-------- DOCUMENT TEXT

# Hey There!



## Lilah (Jan 24, 2017)

Welcome! I am a newbie as well - not a lot of experience, but hungry to learn. My new Clydesdale mare, Delilah and I are taking lessons from a fantastic trainer who comes to our house, and I'm learning a lot - we both are! My mare was rescued and had little training, but she is such a mild-tempered horse that we're a good match. My trainer is amazing, and she usually answers my questions before I even ask - she's helped in so many ways, including recommending having a vet look at my mare's teeth. They were in need of floating, and now she is a happy horse. It feels great to know I'm getting my gal all the care she deserves - good luck with your lessons, I'm sure you'll love it!  Tracy


----------



## BigDreamer (Apr 14, 2017)

Ooops, I meant to post this in Meet the Community. Could a mod please move it for me?


Moderator's note:

taken care of! welcome!!!


----------



## BigDreamer (Apr 14, 2017)

Lilah said:


> Welcome! I am a newbie as well - not a lot of experience, but hungry to learn. My new Clydesdale mare, Delilah and I are taking lessons from a fantastic trainer who comes to our house, and I'm learning a lot - we both are! My mare was rescued and had little training, but she is such a mild-tempered horse that we're a good match. My trainer is amazing, and she usually answers my questions before I even ask - she's helped in so many ways, including recommending having a vet look at my mare's teeth. They were in need of floating, and now she is a happy horse. It feels great to know I'm getting my gal all the care she deserves - good luck with your lessons, I'm sure you'll love it!  Tracy


Thank you Tracy! I am very excited!

Your horse and trainer sound wonderful! Draft horses are my favorite, Clydesdale are gorgeous!


----------



## Hubble (Nov 8, 2016)

Welcome to the forum! ^D^


----------



## GMA100 (Apr 8, 2016)

Welcome to the HF! I hope you like it here!


----------



## walkinthewalk (Jul 23, 2008)

Hello and welcome! Congratulations on being able to take lessons again!

Ok ----- does that handsome feathered friend in your avatar belong to you? If so, what is it and does it talk?

Years and years ago, we trail rode with a couple who had a parrot. We pulled in one early one morning to go riding. Soon as we walked tnru the door the parrot hollered " Hellllllennnnn! The coffee! Where the h***'s the coffee!" Obviously mimicking the husband morning quest for coffee, lollol


----------



## waresbear (Jun 18, 2011)

Welcome to the forum! I am so glad you have a barn closer to take lessons. Stick with it, it only gets better and better. And share here, we love to hear about stuff like that, we're nosy, well mostly walkinthewalk is nosy, lol.


----------



## Sandycat (Apr 7, 2017)

Hello fellow newbie! Lol
I took my first lesson last Wednesday and I had so much fun! I'm sure you will too. One lesson, and I'm hooked. So fair warning...😄


----------



## BigDreamer (Apr 14, 2017)

Thanks so much everybody! 

And thank you for moving my thread, TinyLiny!


----------



## BigDreamer (Apr 14, 2017)

walkinthewalk said:


> Hello and welcome! Congratulations on being able to take lessons again!
> 
> Ok ----- does that handsome feathered friend in your avatar belong to you? If so, what is it and does it talk?

----------------

** EXERCISE 1 **
Please arrange the rows, from the first one down to the one containing "[[127, 108], [375, 103], [25, 122], [245, 79], [294, 76]]", as a two-column CSV with columns named prompt_text and coordinates. Give each text and the answer after it as one CSV line, with each value in a single quoted field, line breaks turned into spaces, and the pictures left out.
The forum thread and the rows after it are independent of each other.

-------- RECORD EXCERPTS

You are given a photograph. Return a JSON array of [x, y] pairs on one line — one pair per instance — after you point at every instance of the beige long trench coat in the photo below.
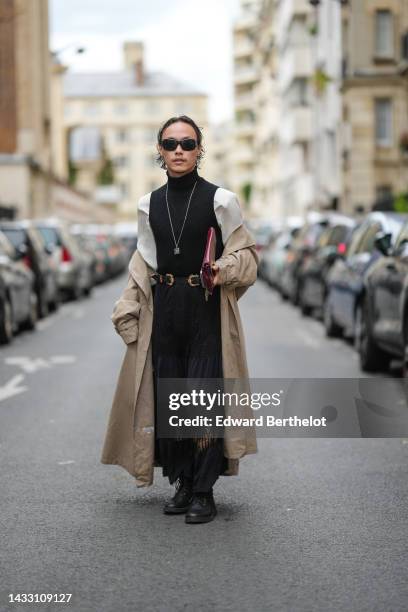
[[130, 435]]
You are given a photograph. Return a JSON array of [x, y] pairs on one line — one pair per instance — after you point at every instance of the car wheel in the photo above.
[[42, 309], [55, 302], [32, 318], [305, 309], [6, 323], [331, 328], [75, 293], [372, 358]]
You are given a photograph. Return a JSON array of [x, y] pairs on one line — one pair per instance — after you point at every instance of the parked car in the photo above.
[[30, 246], [343, 306], [127, 233], [18, 299], [315, 266], [74, 275], [382, 333], [297, 251], [274, 256]]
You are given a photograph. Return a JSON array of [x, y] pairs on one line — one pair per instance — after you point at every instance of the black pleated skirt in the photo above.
[[186, 340]]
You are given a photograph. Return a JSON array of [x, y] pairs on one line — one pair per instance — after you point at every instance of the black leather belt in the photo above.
[[169, 279]]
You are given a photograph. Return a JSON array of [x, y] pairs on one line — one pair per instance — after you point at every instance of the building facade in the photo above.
[[127, 108], [375, 103], [25, 122], [245, 79], [294, 76]]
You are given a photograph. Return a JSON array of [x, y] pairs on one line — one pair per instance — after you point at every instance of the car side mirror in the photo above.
[[21, 251], [382, 242], [402, 250]]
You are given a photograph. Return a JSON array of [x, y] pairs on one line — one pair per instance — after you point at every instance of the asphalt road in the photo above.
[[308, 525]]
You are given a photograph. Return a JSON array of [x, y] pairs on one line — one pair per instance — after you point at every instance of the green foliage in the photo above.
[[246, 191], [106, 174], [320, 80]]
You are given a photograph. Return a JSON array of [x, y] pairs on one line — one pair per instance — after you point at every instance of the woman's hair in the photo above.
[[193, 124]]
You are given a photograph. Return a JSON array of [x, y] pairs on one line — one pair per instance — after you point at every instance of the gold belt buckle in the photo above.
[[171, 276], [190, 279]]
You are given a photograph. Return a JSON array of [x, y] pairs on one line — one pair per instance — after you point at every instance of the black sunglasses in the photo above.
[[171, 144]]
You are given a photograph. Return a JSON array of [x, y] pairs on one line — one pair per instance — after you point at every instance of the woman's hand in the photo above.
[[215, 270]]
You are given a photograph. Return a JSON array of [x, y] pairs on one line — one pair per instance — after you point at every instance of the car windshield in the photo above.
[[50, 236], [16, 236], [6, 248]]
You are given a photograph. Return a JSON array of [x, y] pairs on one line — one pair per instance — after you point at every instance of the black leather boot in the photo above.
[[202, 509], [181, 500]]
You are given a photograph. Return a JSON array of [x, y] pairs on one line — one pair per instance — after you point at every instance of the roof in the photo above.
[[122, 83]]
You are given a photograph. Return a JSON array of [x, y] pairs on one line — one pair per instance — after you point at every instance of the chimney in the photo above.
[[133, 56]]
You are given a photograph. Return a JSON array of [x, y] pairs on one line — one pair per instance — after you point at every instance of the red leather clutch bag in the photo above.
[[206, 273]]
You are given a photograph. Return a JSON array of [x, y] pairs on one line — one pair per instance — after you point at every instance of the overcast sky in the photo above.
[[191, 40]]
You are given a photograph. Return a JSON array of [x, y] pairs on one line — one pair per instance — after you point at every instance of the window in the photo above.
[[121, 161], [383, 122], [367, 242], [152, 107], [92, 109], [122, 136], [121, 109], [384, 195], [384, 34]]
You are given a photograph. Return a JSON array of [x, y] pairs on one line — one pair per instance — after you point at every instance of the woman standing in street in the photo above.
[[188, 333]]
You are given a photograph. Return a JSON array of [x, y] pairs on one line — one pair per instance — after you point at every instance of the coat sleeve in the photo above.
[[125, 316], [238, 269]]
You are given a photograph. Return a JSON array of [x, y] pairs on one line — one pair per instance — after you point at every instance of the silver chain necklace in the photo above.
[[176, 242]]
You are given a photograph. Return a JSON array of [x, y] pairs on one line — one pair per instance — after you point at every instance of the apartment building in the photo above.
[[245, 79], [127, 108], [326, 38], [266, 200], [295, 68], [25, 150], [375, 102]]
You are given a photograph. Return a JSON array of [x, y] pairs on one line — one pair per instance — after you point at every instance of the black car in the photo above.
[[30, 247], [298, 250], [314, 269], [74, 273], [383, 330], [343, 306], [18, 299]]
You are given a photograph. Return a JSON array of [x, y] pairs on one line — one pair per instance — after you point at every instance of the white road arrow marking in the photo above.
[[12, 387], [27, 364], [63, 359]]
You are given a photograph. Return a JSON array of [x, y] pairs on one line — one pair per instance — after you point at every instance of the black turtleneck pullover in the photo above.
[[200, 217]]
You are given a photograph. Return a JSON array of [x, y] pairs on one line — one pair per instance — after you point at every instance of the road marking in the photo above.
[[63, 359], [12, 387], [78, 313], [307, 339], [30, 365], [27, 364], [41, 325]]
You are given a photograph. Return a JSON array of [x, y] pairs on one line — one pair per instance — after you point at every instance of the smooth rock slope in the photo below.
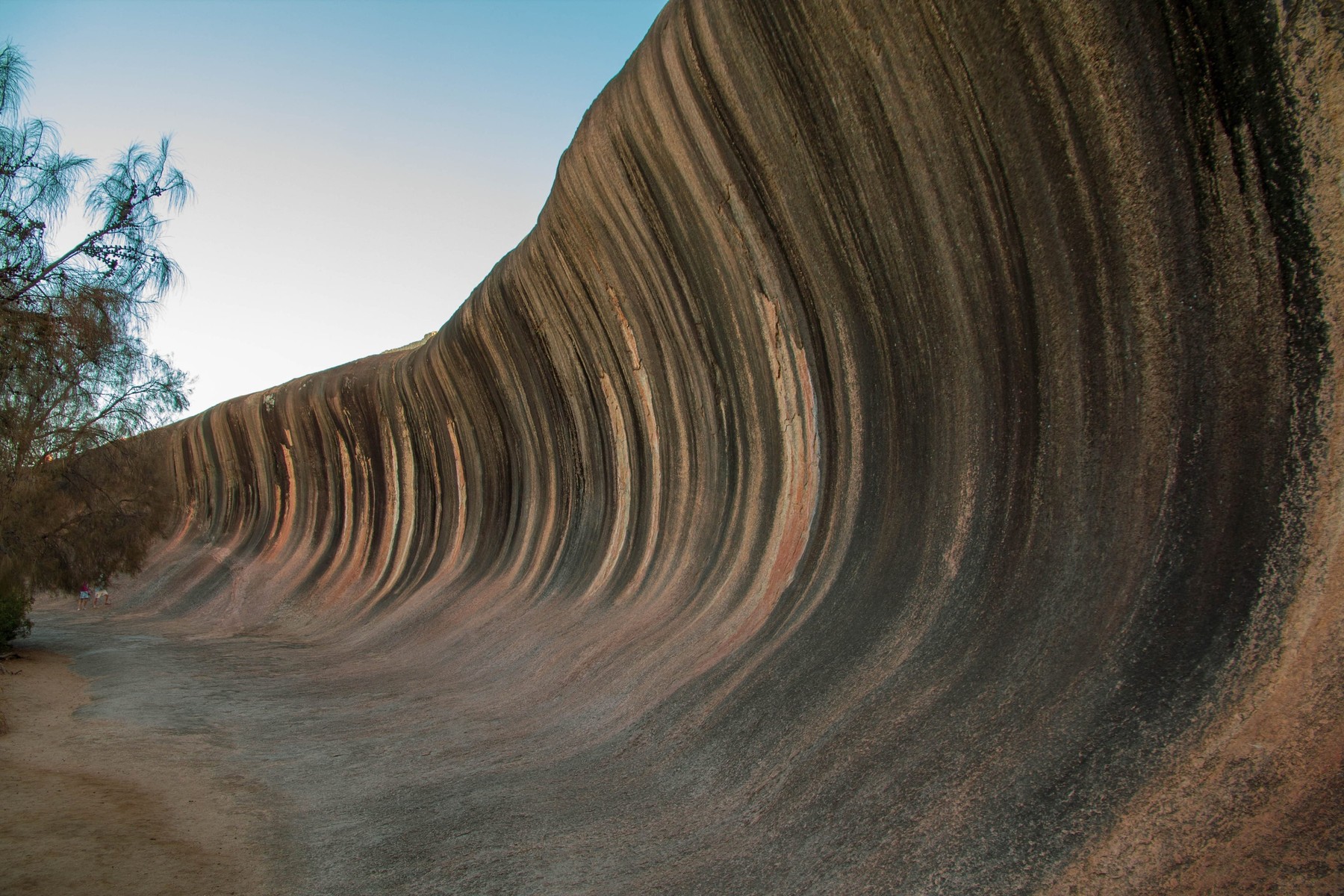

----------------

** EXERCISE 2 **
Answer these questions about the forum thread:
(a) What breed is Lilah's new mare?
(b) Whom does BigDreamer thank for moving the thread?
(c) In walkinthewalk's story, what did the parrot shout for?

** OUTPUT 1 **
prompt_text,coordinates
"You are given a photograph. Return a JSON array of [x, y] pairs on one line — one pair per instance — after you point at every instance of the beige long trench coat in the photo below.","[[130, 435]]"
"You are given a photograph. Return a JSON array of [x, y] pairs on one line — one pair per instance — after you point at every instance of the car wheel in the photo above.","[[42, 309], [55, 302], [32, 318], [305, 309], [6, 323], [331, 328], [75, 293], [372, 358]]"
"You are given a photograph. Return a JSON array of [x, y] pairs on one line — one pair per instance — after you point at every instance of the parked car in the photo above.","[[30, 246], [343, 306], [127, 233], [18, 299], [315, 266], [74, 275], [382, 333], [297, 251], [274, 256]]"
"You are given a photograph. Return a JSON array of [x, y] pairs on one line — one pair per instance — after you point at every instance of the black pleated skirt in the photo above.","[[186, 340]]"
"You are given a photograph. Return a JSON array of [x, y] pairs on one line — one pair per instance — after you point at every instance of the black leather belt in the photo above.","[[169, 279]]"
"You are given a photograph. Return a JSON array of [x, y] pairs on one line — one pair per instance — after you point at every instance of the building facade in the photo above.","[[127, 108], [375, 103], [25, 122], [245, 79], [294, 76]]"

** OUTPUT 2 **
(a) Clydesdale
(b) TinyLiny
(c) The coffee